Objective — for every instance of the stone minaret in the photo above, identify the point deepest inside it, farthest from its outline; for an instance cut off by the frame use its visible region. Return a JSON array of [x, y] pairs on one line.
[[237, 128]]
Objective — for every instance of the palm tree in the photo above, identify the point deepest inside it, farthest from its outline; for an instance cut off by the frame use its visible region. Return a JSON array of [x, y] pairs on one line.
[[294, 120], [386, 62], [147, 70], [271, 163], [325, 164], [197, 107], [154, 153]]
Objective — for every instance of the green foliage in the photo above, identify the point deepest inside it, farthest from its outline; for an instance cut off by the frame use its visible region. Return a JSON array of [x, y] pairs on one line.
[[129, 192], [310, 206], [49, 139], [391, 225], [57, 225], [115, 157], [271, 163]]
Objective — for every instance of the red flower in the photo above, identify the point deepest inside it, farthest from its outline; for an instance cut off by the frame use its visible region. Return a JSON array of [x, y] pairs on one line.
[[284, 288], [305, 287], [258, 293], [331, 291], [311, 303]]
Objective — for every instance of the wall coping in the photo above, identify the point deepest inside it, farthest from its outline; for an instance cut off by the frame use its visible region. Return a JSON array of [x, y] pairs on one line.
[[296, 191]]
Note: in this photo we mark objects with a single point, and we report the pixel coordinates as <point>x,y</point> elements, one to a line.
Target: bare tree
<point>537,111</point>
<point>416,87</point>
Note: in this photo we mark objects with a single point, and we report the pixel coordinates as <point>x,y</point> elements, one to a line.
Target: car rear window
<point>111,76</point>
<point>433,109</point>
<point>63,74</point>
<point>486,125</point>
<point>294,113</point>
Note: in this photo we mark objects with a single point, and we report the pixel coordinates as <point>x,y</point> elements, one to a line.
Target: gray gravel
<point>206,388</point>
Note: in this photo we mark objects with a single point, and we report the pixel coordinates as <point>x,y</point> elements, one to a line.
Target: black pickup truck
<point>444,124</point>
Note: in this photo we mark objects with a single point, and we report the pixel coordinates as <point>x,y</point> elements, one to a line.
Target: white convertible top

- _Task to complete_
Repeat every entry word for word.

- _Task response_
Objective — for every instance of the stone minaret in the photo above, identify the point deepest inside it, farthest from its outline; for an instance cut off by the frame use its visible region. Return a JSON array of [x, y] pairs on one line.
[[237, 128]]
Objective — for every instance of the palm tree in the photo above, identify the point deepest inside it, farthest from its outline; for an instance cut off by the frame use its visible region. Return a JSON array of [x, y] pairs on one line.
[[294, 120], [386, 62], [147, 70], [271, 163], [325, 164], [197, 107], [154, 153]]
Objective — for every instance of the green foliage in the photo above, identify the point deepest inside it, farthest from its outline; for an instance cut off by the frame use its visible region. Return a JSON array of [x, y] pairs on one line.
[[129, 192], [310, 206], [49, 139], [391, 225], [57, 225], [115, 157], [271, 163]]
Objective — for every instance of the red flower in the photo above, identify the point deepest inside it, farthest from its outline; for an instance cut off by the frame use its visible region. Return a JSON array of [x, y] pairs on one line.
[[284, 288], [305, 287], [258, 293], [331, 291], [311, 303]]
Objective — for every instance of the wall coping in the photo above, identify the point deepest inside it, farthest from its outline; for an instance cut off by the frame use its visible region. Return a JSON array of [x, y] pairs on one line.
[[296, 191]]
Note: in this photo we mark objects with a single point, and we report the pixel coordinates as <point>x,y</point> elements, one to a line.
Target: bare tree
<point>537,111</point>
<point>416,87</point>
Note: in this photo we mark objects with a single point, and we report the pixel coordinates as <point>x,y</point> elements, one to a line.
Target: car rear window
<point>111,76</point>
<point>433,109</point>
<point>63,74</point>
<point>486,125</point>
<point>294,113</point>
Note: in this photo we mark objects with a single point, and we report the pixel coordinates as <point>x,y</point> elements, one to a line.
Target: gray gravel
<point>206,388</point>
Note: in this photo we mark objects with a single point, and we report the pixel coordinates as <point>x,y</point> elements, one to a line.
Target: black pickup truck
<point>444,124</point>
Note: in this photo we mark objects with a single point, and we report the pixel coordinates as <point>x,y</point> elements, one to a line.
Target: white convertible top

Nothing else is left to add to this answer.